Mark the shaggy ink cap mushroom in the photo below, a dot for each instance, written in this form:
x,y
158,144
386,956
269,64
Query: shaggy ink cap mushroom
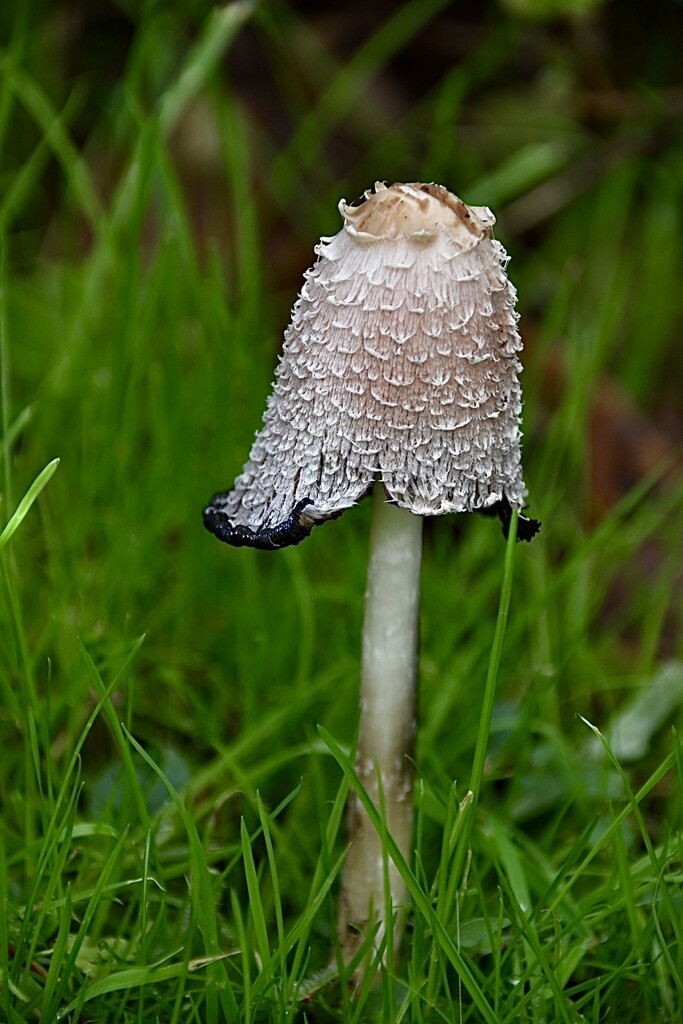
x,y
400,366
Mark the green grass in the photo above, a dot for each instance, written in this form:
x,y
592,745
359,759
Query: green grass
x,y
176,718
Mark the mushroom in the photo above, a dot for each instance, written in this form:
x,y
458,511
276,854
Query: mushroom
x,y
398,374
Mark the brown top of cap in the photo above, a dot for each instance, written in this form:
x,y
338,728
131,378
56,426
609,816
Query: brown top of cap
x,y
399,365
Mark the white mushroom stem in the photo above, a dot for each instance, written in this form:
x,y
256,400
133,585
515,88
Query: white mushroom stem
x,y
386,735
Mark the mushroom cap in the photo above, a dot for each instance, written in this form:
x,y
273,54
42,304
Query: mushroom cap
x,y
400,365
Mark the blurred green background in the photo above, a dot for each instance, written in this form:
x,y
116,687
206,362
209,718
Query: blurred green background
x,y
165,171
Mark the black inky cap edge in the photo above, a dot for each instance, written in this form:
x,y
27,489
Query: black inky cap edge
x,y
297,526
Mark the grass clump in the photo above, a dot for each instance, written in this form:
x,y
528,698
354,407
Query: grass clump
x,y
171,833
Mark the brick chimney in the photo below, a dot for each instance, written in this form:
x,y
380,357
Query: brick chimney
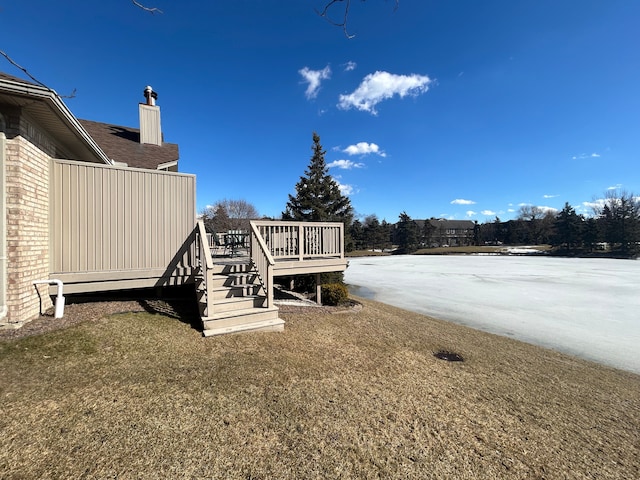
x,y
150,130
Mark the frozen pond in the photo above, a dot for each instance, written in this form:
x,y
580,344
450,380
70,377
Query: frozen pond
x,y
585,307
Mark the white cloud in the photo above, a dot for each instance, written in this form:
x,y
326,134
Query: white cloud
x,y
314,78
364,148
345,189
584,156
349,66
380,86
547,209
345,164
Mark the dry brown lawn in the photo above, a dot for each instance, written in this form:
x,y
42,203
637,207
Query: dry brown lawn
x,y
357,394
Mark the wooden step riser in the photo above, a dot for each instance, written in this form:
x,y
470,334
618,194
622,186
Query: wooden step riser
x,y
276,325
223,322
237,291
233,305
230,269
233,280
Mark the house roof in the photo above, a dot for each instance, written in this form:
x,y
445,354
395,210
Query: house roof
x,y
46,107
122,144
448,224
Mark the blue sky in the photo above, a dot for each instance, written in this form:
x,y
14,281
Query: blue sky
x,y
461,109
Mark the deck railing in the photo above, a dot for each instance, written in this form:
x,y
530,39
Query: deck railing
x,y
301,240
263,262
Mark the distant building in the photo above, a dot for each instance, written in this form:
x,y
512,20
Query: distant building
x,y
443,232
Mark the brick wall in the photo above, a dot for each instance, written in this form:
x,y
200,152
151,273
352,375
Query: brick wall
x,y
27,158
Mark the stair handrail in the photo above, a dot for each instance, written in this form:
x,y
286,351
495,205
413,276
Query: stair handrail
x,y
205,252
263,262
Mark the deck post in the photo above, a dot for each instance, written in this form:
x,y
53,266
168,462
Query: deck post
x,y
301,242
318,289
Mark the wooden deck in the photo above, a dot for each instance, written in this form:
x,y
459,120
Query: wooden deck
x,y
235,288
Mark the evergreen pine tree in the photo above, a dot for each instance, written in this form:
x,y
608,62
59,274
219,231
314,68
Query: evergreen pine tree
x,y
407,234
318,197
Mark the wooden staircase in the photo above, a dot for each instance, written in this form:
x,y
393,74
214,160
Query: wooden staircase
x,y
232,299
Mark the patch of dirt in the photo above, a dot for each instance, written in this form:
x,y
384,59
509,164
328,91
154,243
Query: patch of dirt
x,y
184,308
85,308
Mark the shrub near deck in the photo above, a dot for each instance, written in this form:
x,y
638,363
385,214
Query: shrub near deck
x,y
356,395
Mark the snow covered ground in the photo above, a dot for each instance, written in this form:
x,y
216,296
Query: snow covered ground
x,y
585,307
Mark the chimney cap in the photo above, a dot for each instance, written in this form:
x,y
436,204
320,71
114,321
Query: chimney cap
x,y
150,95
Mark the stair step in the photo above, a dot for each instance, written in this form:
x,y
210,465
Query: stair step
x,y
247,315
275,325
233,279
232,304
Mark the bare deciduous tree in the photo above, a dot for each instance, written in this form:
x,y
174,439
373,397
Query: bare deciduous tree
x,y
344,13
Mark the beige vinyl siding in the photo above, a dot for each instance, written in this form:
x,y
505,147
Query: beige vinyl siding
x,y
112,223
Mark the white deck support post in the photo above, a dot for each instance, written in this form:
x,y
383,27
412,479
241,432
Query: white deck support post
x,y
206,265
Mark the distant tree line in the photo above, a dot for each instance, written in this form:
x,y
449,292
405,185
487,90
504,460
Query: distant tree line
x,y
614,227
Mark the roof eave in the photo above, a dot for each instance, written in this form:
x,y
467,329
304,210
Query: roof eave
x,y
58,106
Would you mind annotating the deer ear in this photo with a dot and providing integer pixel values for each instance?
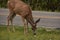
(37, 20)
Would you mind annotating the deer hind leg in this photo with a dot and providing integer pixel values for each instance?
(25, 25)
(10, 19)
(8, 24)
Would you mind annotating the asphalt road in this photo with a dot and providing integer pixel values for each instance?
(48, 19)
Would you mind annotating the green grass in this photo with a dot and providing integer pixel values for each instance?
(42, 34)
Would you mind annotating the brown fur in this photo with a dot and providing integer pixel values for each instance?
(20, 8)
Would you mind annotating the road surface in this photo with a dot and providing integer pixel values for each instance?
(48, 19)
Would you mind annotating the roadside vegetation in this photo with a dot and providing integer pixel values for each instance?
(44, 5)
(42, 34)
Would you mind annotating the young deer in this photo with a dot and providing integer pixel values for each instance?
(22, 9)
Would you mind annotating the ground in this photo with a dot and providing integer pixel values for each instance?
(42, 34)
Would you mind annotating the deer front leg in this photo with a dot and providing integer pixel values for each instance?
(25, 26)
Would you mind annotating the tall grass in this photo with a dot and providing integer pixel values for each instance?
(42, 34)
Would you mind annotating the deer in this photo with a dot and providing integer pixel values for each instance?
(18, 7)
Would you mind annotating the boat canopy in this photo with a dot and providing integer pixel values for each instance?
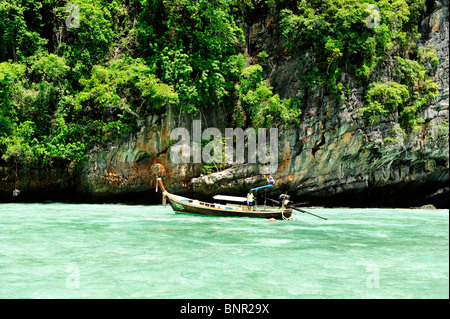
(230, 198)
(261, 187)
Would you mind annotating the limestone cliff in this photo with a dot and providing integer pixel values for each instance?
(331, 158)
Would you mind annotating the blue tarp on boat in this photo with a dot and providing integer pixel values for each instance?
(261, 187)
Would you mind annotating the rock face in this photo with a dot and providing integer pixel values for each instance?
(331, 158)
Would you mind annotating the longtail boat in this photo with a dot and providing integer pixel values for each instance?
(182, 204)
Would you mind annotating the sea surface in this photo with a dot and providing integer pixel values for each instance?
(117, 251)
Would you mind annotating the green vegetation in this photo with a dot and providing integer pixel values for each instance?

(What you will do):
Set down all of the entries exactly. Leave the pictures out.

(Solved problem):
Mark the shaggy ink cap mushroom in the photo below, a dot for each instance, written in this form:
x,y
158,144
386,956
269,64
Query: shaggy ink cap mushroom
x,y
400,366
Mark the green grass in the photo above, a dot for each instance, written in this form:
x,y
592,745
359,759
Query: green grass
x,y
176,718
Mark the mushroom in the photo above, a dot for each instance, written in this form:
x,y
458,511
276,854
Query: mushroom
x,y
398,374
Mark the brown top of cap in the photo above, a dot for each instance, written in this form:
x,y
338,728
131,378
56,426
609,816
Query: brown top of cap
x,y
399,365
Mark the white mushroom stem in the photo above, a dot for each instance, written in this form:
x,y
256,400
133,585
515,88
Query: white mushroom stem
x,y
386,735
Mark the mushroom cap in the photo above, a dot for each instance, written in this form:
x,y
273,54
42,304
Query: mushroom cap
x,y
400,365
Mark the blurred green background in the photo above, a dot for each instance, written in this form:
x,y
116,687
206,362
209,718
Query: blurred green background
x,y
165,171
Mark the black inky cap edge in the photo above, a dot for each instance, written in this form:
x,y
27,489
Query: black inky cap edge
x,y
297,526
Mark the grass clump in the photo above, a dot for each instance, written in this form:
x,y
528,698
354,407
Query: grass clump
x,y
171,833
Mark the brick chimney in the photo below, a dot for each instance, written in this form:
x,y
380,357
Query: brick chimney
x,y
150,130
Mark the frozen pond in the photo above, a dot for each instance, written in this form:
x,y
580,344
450,380
70,377
Query: frozen pond
x,y
585,307
Mark the white cloud in the photo above, a dot for each instance, written in this form:
x,y
326,134
Query: white cloud
x,y
314,78
364,148
345,189
584,156
349,66
380,86
547,209
345,164
Mark the dry brown lawn in the photo above, a dot for each instance, written in this form:
x,y
42,203
637,207
Query: dry brown lawn
x,y
357,394
Mark the wooden step riser in the photo above, a dot for each instance, written in this form:
x,y
470,334
618,194
622,186
Query: wooden step riser
x,y
276,325
223,322
237,291
233,305
230,269
233,280
Mark the house roof in the photo above, a dot for each instance, written in this form:
x,y
445,354
395,210
Query: house roof
x,y
46,107
122,144
448,224
Mark the blue sky in the photo above, a dot for each instance, written in this form:
x,y
14,281
Query: blue sky
x,y
461,109
Mark the deck railing in the photo above, a dot for each instance, written in this form:
x,y
530,39
Query: deck railing
x,y
301,240
263,262
Mark the distant building in the photo above, a dot for each instance, written in this form:
x,y
512,20
Query: distant building
x,y
443,232
Mark the brick wall in the photo above, a dot for each instance, written in this form:
x,y
200,152
151,273
352,375
Query: brick wall
x,y
27,158
Mark the stair handrail in the photo above, a dot for each instance, written in this form:
x,y
286,351
495,205
413,276
Query: stair handrail
x,y
205,252
263,262
Mark the deck post in the photo above, a dot for each instance, written in this form:
x,y
53,266
168,462
Query: deck post
x,y
301,242
318,289
Mark the wooden deck in the photo above, a dot for each instance, written in this form:
x,y
459,120
Query: wooden deck
x,y
235,288
Mark the evergreen pine tree in the photo above, a dot for each instance, written in this form:
x,y
608,62
59,274
219,231
314,68
Query: evergreen pine tree
x,y
407,234
318,197
Mark the wooden staircase in the photo above, a dot for each instance, written in this form:
x,y
393,74
214,160
Query: wooden staircase
x,y
232,299
Mark the patch of dirt in the photo above, a dot for each instance, written in this form:
x,y
384,59
509,164
328,91
154,243
Query: patch of dirt
x,y
184,308
85,308
Mark the shrub near deck in the photo above, a dot for each instance, written in this form:
x,y
638,363
385,214
Query: shrub near deck
x,y
356,395
Mark the snow covered ground in the photo above, a dot for each instance, written in this form:
x,y
216,296
Query: snow covered ground
x,y
585,307
Mark the chimney cap in the photo above, a dot for each instance, written in this form:
x,y
436,204
320,71
114,321
Query: chimney cap
x,y
150,95
Mark the stair step in the photo above, a dot for each instance, written in this form:
x,y
210,465
Query: stair step
x,y
247,315
275,325
233,279
232,304
Mark the bare deciduous tree in the photo above, a dot for each instance, written in this form:
x,y
174,439
373,397
Query: bare deciduous tree
x,y
344,13
Mark the beige vinyl siding in the photo above, a dot for each instance, written in this form:
x,y
505,147
Query: beige vinyl siding
x,y
112,223
Mark the white deck support post in the photo above, a dot for each instance, written in this form:
x,y
383,27
412,479
241,432
Query: white deck support post
x,y
206,265
Mark the distant tree line in the photo above, a dot for each instance, written in this form:
x,y
449,292
405,185
487,90
504,460
Query: distant tree line
x,y
614,227
Mark the roof eave in the photo above, a dot for each instance, written in this form:
x,y
467,329
304,210
Query: roof eave
x,y
58,106
Would you mind annotating the deer ear in this photo with a dot and providing integer pixel values for each instance?
(37, 20)
Would you mind annotating the deer hind leg in this photo with a dot and providing integer pixel values for each instance?
(25, 25)
(10, 19)
(8, 24)
Would you mind annotating the asphalt road in this photo with a dot and providing integer pixel values for each instance?
(48, 19)
Would you mind annotating the green grass in this photo with a dot and providing integer pixel values for each instance?
(42, 34)
Would you mind annotating the brown fur in this photo with a dot and providing integer pixel values for each instance?
(20, 8)
Would you mind annotating the road surface in this photo with a dot and providing integer pixel values for each instance?
(48, 19)
Would you mind annotating the roadside vegetation in this photo with a dot and providing integer pixel values for each instance?
(44, 5)
(42, 34)
Would you mind annotating the young deer in this photo with a dot and providing integer pixel values for each instance?
(22, 9)
Would you mind annotating the ground in this photo with a dot and providing integer pixel values for each instance?
(42, 34)
Would you mind annotating the deer front leg in this photo with a dot and providing integer pixel values for each instance?
(25, 26)
Would you mind annotating the tall grass in this photo with a dot and providing integer pixel values for each instance?
(42, 34)
Would you mind annotating the deer in this photo with a dot and providing integer pixel values for each instance?
(18, 7)
Would you mind annotating the boat canopy in this photo with a dot and providing integer pixel values for each instance?
(230, 198)
(261, 187)
Would you mind annotating the limestone cliff in this photo with a dot and providing integer pixel values for each instance?
(331, 158)
Would you mind annotating the blue tarp on boat in this photo with a dot and providing integer pixel values for each instance?
(261, 187)
Would you mind annotating the rock face in this photo with a dot and providing integer pixel values for each instance?
(331, 158)
Would you mind annotating the longtail boat in this photo with a dot and providing integer pixel values for each instance?
(182, 204)
Would you mind annotating the sea surface in this photo with a dot and providing integer pixel values for each instance?
(117, 251)
Would you mind annotating the green vegetation in this photo with a dot and providing integer pixel values for each instance?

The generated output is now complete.